# Data in this exercise:
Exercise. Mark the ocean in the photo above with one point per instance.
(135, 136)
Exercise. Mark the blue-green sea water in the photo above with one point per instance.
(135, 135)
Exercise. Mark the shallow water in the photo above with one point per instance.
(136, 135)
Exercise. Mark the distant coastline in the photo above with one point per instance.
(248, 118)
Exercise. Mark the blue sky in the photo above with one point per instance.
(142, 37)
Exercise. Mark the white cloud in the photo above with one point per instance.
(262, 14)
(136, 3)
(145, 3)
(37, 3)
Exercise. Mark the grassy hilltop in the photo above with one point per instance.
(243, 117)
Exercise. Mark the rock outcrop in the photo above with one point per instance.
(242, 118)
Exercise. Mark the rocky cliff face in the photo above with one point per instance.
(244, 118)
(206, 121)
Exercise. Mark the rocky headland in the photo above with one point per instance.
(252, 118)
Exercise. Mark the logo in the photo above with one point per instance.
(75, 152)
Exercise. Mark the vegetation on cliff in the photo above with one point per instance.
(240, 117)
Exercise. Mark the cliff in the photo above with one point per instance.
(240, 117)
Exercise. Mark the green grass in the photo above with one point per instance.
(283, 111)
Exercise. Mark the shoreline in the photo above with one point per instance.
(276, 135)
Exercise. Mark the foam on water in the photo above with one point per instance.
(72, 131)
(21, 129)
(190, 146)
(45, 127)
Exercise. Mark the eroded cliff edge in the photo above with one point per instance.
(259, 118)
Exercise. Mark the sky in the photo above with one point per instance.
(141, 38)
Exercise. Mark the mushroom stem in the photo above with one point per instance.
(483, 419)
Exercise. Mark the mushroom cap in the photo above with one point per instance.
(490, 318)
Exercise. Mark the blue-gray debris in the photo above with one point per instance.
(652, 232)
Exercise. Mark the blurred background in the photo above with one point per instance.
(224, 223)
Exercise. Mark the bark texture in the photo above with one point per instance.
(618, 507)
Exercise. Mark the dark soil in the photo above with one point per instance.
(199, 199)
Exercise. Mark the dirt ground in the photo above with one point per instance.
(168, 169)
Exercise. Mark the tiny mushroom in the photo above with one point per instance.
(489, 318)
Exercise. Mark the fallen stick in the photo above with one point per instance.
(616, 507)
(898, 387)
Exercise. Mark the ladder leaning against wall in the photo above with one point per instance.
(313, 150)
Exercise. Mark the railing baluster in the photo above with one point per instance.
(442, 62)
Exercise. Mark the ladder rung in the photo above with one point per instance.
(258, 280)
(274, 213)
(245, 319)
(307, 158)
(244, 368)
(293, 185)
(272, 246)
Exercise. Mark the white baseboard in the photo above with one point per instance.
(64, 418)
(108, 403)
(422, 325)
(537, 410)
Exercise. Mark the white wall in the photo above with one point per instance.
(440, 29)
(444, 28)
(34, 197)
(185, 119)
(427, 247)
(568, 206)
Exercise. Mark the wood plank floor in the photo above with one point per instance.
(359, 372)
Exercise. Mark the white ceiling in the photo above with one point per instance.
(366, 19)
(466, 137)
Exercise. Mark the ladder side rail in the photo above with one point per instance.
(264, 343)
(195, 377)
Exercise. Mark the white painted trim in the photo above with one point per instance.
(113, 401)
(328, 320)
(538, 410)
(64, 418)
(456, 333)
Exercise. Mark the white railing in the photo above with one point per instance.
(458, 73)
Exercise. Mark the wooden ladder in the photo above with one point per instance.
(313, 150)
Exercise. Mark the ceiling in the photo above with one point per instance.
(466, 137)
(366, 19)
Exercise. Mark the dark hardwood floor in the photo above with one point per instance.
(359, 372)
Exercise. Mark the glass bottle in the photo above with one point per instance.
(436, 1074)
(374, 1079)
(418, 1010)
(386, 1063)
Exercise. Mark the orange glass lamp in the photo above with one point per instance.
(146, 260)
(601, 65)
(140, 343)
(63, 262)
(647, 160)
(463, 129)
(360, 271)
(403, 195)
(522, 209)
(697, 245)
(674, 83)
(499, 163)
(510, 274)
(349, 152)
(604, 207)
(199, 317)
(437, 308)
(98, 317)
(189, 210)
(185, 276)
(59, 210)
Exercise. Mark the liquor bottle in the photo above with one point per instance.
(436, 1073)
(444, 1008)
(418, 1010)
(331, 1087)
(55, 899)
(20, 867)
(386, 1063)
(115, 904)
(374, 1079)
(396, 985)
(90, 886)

# What the task requires:
Starting at the line that contains "Exercise. Mark the glass" and continuing through the last line, write out every line again, including the requests. In each answer, multiply every point coordinate by 1.75 and round it to a whole number, rounding halves up.

# Reply:
Exercise. Mark the glass bottle in the photo above with one point per instance.
(763, 1880)
(655, 1888)
(732, 1768)
(676, 1860)
Exercise. Mark the orange glass lamp in the photo above with one point per instance.
(256, 455)
(1052, 114)
(245, 600)
(110, 459)
(1132, 280)
(810, 226)
(630, 474)
(705, 341)
(914, 366)
(1220, 429)
(1180, 145)
(873, 285)
(893, 480)
(611, 266)
(1057, 362)
(348, 555)
(765, 539)
(172, 555)
(331, 368)
(324, 483)
(103, 368)
Exercise. Mark the liquor bottle in the photo above with one point per instance.
(763, 1878)
(777, 1764)
(732, 1768)
(579, 1902)
(96, 1573)
(35, 1517)
(676, 1860)
(201, 1582)
(655, 1888)
(693, 1724)
(158, 1551)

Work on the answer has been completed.